### WHAT TO WORK ON
Write out the full listing again, exactly as it stands.

##### SUPPLIED RECORDS

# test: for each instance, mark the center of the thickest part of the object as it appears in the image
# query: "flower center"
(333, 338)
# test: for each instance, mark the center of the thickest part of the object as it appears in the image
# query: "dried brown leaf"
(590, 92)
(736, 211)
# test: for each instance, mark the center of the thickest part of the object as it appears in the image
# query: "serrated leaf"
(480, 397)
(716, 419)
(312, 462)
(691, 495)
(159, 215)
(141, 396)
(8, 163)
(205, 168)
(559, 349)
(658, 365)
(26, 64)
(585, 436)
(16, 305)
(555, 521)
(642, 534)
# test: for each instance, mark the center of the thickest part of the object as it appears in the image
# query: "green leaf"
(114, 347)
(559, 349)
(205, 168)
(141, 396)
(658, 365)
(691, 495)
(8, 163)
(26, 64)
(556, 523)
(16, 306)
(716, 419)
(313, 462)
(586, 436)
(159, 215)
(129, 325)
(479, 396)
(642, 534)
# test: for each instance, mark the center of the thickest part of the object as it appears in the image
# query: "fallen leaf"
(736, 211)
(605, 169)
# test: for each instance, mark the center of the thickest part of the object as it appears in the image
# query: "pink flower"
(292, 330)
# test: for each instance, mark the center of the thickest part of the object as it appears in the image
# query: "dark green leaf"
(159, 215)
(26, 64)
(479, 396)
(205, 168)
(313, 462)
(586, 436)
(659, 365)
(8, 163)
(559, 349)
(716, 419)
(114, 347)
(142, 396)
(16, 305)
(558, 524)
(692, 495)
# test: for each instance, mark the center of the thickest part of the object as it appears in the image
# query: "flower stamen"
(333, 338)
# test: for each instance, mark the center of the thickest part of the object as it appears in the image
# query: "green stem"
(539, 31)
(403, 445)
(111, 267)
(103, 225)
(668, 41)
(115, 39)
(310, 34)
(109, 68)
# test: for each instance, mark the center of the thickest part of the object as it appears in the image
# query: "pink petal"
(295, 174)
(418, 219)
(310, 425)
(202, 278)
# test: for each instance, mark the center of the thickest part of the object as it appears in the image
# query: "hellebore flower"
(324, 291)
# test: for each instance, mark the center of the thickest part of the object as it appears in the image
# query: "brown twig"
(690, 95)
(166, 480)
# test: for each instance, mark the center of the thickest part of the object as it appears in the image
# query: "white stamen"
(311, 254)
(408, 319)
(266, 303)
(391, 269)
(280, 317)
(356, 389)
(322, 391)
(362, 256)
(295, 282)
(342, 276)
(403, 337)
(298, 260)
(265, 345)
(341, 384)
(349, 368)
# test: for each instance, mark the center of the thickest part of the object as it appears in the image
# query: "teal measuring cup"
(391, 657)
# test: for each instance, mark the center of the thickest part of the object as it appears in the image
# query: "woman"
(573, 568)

##########

### SOLUTION TO THIS PROBLEM
# test: for each instance, mark the center of the thickest part of the object as it appears in the image
# query: "flower center"
(333, 338)
# test: for each instance, mark the center of the thickest part of the object as it appears in the image
# query: "dried brown leaf"
(590, 92)
(736, 211)
# test: for each instance, mark the center of the thickest part of the object as it appears in the image
# query: "serrated leaf"
(480, 397)
(716, 419)
(312, 462)
(691, 495)
(159, 215)
(141, 396)
(8, 163)
(205, 168)
(559, 349)
(658, 365)
(26, 64)
(585, 436)
(16, 305)
(555, 521)
(642, 534)
# test: for each instance, mark the center of the thickest part of the object as it appears in the image
# query: "green leaf"
(114, 347)
(559, 349)
(205, 168)
(141, 396)
(658, 365)
(691, 495)
(8, 163)
(26, 64)
(556, 523)
(16, 306)
(716, 419)
(313, 462)
(586, 436)
(159, 215)
(129, 325)
(479, 396)
(642, 534)
# test: for each instance, mark the center of the thickest part of the object as it appears in the image
# query: "fallen leaf"
(736, 211)
(605, 169)
# test: for each instance, mark the center of the thickest part of the object as it appears in the image
# query: "pink flower"
(292, 330)
# test: for each instance, mark the center of the thickest part of the object as it appears in the image
# query: "dark green leaf"
(159, 215)
(26, 64)
(479, 396)
(205, 168)
(313, 462)
(586, 436)
(659, 365)
(8, 163)
(559, 349)
(716, 419)
(114, 347)
(142, 396)
(16, 305)
(558, 524)
(692, 495)
# test: for each instance, mark the center of the thickest part of the object as it appears in the image
# query: "flower stamen"
(333, 338)
# test: for each instance, mark the center of the thickest part of the object as it appears in the image
# query: "green stem"
(539, 31)
(403, 445)
(111, 267)
(103, 225)
(668, 41)
(115, 39)
(310, 34)
(109, 68)
# test: for each instance, mark the center of the thickest part of the object as it appears in the image
# query: "pink petal"
(295, 174)
(418, 219)
(310, 425)
(202, 278)
# test: for each instance, mark the center of the thickest part of the object as it appears in the image
# query: "hellebore flower"
(324, 291)
# test: for each instance, mark the center of the thickest part of the object as it appears in the image
# query: "brown twig"
(690, 95)
(166, 480)
# test: for each instance, mark the center of the thickest part of the object as it appears in the image
# query: "white stamen"
(311, 254)
(408, 319)
(266, 303)
(391, 269)
(280, 317)
(356, 389)
(322, 391)
(362, 256)
(295, 282)
(342, 276)
(403, 337)
(298, 260)
(265, 345)
(341, 384)
(349, 368)
# test: for each instance, mark the center of the thickest part of the object as it appears in the image
# query: "teal measuring cup"
(391, 657)
# test: for each instance, mark the center of the thickest part of the object as it appears in the image
# query: "woman"
(573, 568)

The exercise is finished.